TASK TO COMPLETE -> Scan the records below for the string "masks" and return every line where it appears.

Saved data entries
***

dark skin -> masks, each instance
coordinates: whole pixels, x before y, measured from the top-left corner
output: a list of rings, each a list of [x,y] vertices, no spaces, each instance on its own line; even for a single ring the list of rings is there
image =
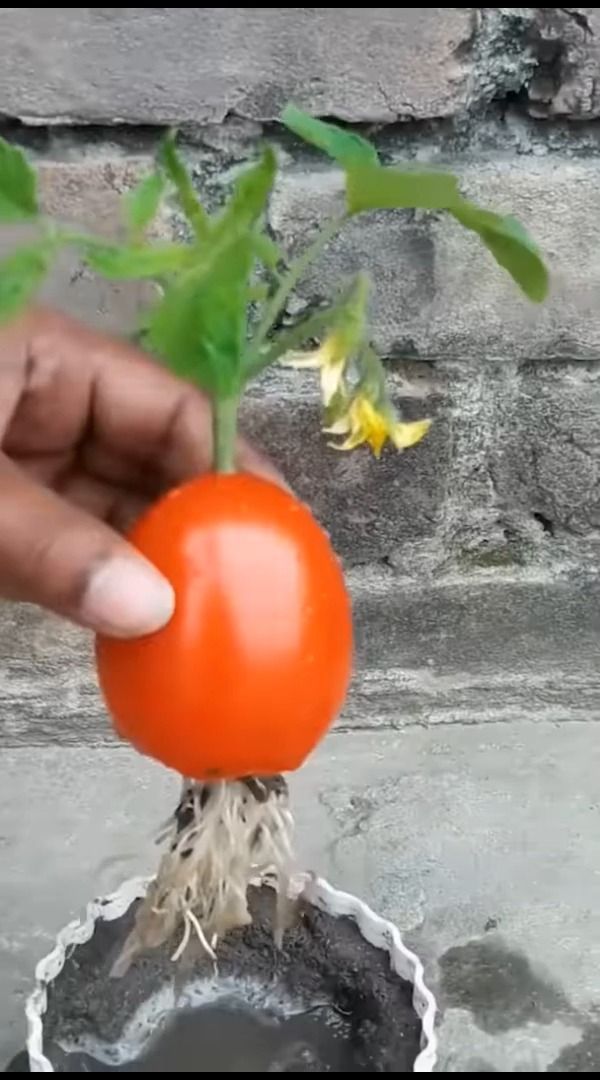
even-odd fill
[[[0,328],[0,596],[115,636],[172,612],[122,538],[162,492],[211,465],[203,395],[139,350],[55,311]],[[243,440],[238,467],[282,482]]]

***

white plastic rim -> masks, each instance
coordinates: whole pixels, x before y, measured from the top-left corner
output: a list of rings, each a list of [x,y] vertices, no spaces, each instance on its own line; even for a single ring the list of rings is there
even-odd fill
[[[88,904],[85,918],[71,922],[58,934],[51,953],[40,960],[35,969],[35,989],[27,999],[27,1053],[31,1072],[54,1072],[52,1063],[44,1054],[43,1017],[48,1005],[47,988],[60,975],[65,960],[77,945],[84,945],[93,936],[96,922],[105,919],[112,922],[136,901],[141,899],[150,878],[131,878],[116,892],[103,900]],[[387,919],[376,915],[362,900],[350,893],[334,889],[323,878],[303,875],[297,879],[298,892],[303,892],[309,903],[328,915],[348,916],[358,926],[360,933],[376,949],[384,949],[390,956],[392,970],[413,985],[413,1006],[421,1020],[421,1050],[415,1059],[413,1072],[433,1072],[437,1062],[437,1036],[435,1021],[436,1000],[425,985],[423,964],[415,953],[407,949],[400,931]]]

***

EXERCISE ANSWER ->
dark skin -> masks, each instance
white plastic rim -> masks, each instance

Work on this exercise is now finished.